What the task requires> Pick the lines holding the string "monitor" out of the records and copy them.

Natural-language object grounding data>
--------------------

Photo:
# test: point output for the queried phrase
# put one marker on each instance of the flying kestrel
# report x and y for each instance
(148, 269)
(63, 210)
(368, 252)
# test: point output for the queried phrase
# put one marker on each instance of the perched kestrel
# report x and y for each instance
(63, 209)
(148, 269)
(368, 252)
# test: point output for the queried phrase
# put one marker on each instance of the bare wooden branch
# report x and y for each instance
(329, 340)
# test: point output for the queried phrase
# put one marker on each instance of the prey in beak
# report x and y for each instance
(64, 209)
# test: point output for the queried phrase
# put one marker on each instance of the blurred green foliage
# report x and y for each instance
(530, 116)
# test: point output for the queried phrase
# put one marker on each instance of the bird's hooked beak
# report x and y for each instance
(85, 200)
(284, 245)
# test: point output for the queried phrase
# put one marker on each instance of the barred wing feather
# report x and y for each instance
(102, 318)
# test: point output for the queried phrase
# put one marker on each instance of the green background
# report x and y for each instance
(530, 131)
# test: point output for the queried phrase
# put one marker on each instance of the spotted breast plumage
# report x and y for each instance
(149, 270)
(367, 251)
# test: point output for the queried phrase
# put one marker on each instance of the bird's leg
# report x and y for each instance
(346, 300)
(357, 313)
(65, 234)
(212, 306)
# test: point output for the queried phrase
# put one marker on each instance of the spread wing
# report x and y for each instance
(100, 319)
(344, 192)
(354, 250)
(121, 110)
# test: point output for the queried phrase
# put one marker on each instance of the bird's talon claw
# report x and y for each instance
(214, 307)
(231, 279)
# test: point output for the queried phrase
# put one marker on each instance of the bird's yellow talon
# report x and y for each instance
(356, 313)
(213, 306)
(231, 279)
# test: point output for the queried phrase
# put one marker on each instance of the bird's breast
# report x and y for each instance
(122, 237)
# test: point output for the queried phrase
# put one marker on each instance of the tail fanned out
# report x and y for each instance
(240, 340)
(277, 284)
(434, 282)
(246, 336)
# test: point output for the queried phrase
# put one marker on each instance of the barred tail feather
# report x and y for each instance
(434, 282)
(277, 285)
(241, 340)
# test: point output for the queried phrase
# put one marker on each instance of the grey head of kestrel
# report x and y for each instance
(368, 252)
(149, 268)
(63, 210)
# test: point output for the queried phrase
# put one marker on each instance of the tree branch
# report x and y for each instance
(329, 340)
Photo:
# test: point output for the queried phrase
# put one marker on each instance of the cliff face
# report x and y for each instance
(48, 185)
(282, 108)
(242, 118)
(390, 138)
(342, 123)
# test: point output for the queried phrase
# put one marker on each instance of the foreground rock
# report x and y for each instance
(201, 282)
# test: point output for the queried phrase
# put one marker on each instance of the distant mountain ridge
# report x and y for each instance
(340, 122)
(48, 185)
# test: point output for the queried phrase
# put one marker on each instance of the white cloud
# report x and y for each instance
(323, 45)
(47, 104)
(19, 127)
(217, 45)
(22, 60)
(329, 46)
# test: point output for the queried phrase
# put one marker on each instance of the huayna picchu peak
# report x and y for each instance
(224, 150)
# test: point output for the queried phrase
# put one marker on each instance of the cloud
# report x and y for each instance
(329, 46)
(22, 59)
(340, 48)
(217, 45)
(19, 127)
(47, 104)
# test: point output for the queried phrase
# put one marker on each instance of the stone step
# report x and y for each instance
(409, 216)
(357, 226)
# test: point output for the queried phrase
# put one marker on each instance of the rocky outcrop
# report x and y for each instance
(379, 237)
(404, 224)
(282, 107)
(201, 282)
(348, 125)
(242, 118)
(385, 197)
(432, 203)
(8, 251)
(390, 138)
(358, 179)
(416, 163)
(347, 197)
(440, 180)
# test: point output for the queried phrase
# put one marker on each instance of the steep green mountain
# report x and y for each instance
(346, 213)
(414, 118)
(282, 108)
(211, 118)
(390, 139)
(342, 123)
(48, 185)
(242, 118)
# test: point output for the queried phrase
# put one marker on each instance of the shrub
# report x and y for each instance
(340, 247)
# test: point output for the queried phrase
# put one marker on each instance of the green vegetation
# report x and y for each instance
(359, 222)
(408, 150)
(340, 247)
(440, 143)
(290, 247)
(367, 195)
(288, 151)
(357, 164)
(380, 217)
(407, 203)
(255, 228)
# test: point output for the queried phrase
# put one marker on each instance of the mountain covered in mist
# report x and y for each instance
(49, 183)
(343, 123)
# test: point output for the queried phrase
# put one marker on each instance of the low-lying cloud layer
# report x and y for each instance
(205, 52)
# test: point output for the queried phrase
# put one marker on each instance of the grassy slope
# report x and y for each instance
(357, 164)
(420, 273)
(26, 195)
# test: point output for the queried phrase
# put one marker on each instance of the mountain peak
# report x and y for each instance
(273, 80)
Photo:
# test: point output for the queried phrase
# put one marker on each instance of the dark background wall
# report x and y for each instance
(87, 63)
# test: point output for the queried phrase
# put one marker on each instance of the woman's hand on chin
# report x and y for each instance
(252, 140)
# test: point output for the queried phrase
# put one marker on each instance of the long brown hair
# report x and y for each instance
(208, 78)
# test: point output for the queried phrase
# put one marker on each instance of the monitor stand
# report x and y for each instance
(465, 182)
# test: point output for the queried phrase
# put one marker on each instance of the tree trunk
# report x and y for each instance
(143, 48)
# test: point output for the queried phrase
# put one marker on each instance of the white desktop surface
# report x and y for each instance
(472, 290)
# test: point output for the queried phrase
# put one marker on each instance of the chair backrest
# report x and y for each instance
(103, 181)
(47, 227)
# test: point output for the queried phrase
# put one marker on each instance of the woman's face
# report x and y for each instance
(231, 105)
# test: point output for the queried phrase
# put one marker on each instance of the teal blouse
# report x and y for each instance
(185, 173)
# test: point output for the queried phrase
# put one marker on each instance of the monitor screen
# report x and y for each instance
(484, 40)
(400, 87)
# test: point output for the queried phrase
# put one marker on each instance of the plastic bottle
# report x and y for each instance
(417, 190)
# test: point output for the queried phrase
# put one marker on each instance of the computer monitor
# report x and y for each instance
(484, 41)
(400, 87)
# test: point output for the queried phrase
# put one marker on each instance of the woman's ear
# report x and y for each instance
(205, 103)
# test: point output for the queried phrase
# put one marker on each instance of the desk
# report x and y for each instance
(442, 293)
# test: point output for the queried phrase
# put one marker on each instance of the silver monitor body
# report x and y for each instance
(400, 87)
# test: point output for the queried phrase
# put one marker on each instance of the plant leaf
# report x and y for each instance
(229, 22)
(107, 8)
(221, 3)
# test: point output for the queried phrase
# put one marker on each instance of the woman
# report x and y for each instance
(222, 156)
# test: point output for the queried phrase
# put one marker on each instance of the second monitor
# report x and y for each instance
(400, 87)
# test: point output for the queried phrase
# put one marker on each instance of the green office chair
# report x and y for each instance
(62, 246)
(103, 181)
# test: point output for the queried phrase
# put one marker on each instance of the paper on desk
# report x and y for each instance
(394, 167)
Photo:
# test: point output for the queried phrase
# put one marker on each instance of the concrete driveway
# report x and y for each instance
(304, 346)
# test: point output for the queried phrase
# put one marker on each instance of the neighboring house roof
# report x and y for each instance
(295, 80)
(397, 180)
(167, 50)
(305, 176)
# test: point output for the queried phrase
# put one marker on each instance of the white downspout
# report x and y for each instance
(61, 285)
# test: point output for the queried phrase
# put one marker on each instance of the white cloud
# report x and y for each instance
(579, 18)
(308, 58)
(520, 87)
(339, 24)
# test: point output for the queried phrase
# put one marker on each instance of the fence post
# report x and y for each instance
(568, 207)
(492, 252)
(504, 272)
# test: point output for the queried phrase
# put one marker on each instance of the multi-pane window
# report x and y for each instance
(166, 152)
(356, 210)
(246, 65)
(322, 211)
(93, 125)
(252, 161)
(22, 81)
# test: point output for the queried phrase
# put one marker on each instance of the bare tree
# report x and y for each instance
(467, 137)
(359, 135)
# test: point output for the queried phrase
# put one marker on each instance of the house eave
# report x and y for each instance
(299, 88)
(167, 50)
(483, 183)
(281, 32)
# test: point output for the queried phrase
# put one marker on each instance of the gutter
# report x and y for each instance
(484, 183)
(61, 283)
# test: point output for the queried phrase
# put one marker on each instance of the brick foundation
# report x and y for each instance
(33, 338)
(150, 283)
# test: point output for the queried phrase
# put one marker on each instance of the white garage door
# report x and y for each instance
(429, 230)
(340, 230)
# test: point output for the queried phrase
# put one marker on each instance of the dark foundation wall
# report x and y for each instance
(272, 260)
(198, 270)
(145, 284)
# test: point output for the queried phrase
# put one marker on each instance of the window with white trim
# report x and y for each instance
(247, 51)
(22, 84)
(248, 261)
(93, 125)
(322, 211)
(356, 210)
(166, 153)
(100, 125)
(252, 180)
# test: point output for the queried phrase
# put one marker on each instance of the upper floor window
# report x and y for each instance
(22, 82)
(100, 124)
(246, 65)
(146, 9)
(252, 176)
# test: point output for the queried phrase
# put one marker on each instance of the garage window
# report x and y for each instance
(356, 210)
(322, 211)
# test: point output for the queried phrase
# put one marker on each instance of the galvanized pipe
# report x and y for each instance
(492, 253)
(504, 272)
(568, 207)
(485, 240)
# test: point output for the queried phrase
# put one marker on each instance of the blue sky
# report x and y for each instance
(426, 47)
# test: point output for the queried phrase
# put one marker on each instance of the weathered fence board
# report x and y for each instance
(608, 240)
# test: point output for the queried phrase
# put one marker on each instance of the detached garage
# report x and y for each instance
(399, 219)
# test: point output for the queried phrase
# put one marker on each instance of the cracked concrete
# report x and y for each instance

--------------------

Exercise answer>
# put one marker on each instance of the monitor stand
# put one marker on each instance of the monitor screen
# put one marker on each instance of the computer monitor
# put one marker on each instance of the silver monitor body
# put one marker on each instance of the second monitor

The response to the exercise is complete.